Written tasks:
**1.** Answer these from the thread below about UTF-8 encoding errors, one line each:
(a) Which PostgreSQL version was the replica upgraded to?
(b) What byte value does the quoted error message give?
(c) Which PostgreSQL version did the reply's author migrate from?
**2.** List every PostgreSQL version number mentioned in the thread below about UTF-8 encoding errors.
* BEGIN Source *
[Slony1-general] strategy to fix utf8 encoding errors

Sun May 28 15:16:28 PDT 2006

On 5/27/06, Vivek Khera <vivek at khera.org> wrote:
> I have a database (rt3) in a postgres 8.0 server which has UNICODE
> encoding.  It was replicated to another 8.0 DB just fine for a long
> time.  Today I upgraded the replica to 8.1 and when I went to
> replicate it, I got UTF8 encoding failure from one of the tables:
> 'invalid byte sequence for encoding "UTF8": 0xa9'
>
> Aside from playing whack-a-mole and fixing the errors one at a time
> as they are reported by slon, what can I do to make the data UTF8
> safe for the strict checking of Pg 8.1?
>
> And what does one do to figure out what character to replace or do
> you generally just cut the offending character from the row?
>

When migrated from 7.4 to 8.1, we had problems with bad characters.
There was a small set of bad characters, usually characters which
hadn't been translated to UTF-8 but were in the original latin-1 or
windows-1252 character set.

Luckily, UTF-8 strings are pretty distinctive.  It is pretty easy to
write a regex which only matches valid UTF-8 strings.  You could
either run that against a dump, every column  in eveyr table, or
particular problem columns.  If you have a good idea of what the
original character set was and what characters you can expect, then
you can translate them to Unicode.

 - Ian
* END Source *
* BEGIN Material *
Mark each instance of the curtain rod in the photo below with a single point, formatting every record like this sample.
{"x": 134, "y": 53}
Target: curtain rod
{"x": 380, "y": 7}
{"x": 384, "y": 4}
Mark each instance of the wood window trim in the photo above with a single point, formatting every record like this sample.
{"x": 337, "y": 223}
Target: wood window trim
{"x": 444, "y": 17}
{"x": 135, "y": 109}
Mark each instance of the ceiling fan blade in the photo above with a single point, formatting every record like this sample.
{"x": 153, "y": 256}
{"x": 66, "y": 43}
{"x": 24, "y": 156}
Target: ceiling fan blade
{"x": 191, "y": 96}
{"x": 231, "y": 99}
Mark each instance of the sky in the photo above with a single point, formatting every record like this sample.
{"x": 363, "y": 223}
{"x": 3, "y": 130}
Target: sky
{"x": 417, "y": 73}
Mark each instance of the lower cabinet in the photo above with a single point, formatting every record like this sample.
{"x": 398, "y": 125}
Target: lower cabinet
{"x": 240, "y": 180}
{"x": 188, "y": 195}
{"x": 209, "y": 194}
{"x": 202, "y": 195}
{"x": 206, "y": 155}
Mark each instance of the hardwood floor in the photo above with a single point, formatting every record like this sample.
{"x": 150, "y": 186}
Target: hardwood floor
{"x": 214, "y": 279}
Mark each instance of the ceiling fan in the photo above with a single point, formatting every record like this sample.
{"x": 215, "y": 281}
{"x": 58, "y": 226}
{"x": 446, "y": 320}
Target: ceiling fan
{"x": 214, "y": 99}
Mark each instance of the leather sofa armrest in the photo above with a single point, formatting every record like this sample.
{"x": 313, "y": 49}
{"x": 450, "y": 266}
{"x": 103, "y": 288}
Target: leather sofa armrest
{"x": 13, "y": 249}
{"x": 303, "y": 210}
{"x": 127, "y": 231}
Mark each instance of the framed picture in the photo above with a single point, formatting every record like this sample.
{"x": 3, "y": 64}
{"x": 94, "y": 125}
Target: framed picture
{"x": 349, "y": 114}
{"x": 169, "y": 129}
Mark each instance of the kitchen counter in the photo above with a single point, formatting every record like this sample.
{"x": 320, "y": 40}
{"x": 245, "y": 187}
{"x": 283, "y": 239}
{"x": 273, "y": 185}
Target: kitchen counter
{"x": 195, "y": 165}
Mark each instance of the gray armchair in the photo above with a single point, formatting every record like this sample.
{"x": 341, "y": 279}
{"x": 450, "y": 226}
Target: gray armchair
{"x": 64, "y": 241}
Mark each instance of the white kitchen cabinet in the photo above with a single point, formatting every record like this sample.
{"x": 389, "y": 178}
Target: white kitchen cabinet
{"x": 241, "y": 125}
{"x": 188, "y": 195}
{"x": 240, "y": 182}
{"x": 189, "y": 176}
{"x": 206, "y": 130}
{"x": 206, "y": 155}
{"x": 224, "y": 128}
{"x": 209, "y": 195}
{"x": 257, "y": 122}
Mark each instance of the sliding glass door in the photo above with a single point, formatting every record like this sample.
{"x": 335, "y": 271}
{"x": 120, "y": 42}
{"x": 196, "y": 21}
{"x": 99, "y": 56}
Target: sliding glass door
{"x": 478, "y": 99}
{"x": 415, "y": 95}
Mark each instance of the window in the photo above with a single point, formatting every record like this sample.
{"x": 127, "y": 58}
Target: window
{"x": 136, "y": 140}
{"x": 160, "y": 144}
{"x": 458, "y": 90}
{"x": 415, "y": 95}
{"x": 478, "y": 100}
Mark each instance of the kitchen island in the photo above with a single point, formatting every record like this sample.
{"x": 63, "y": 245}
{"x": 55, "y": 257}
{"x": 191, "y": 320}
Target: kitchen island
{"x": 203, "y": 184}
* END Material *
Worked answers:
**1.**
(a) 8.1
(b) 0xa9
(c) 7.4

**2.** 8.0, 8.1, 7.4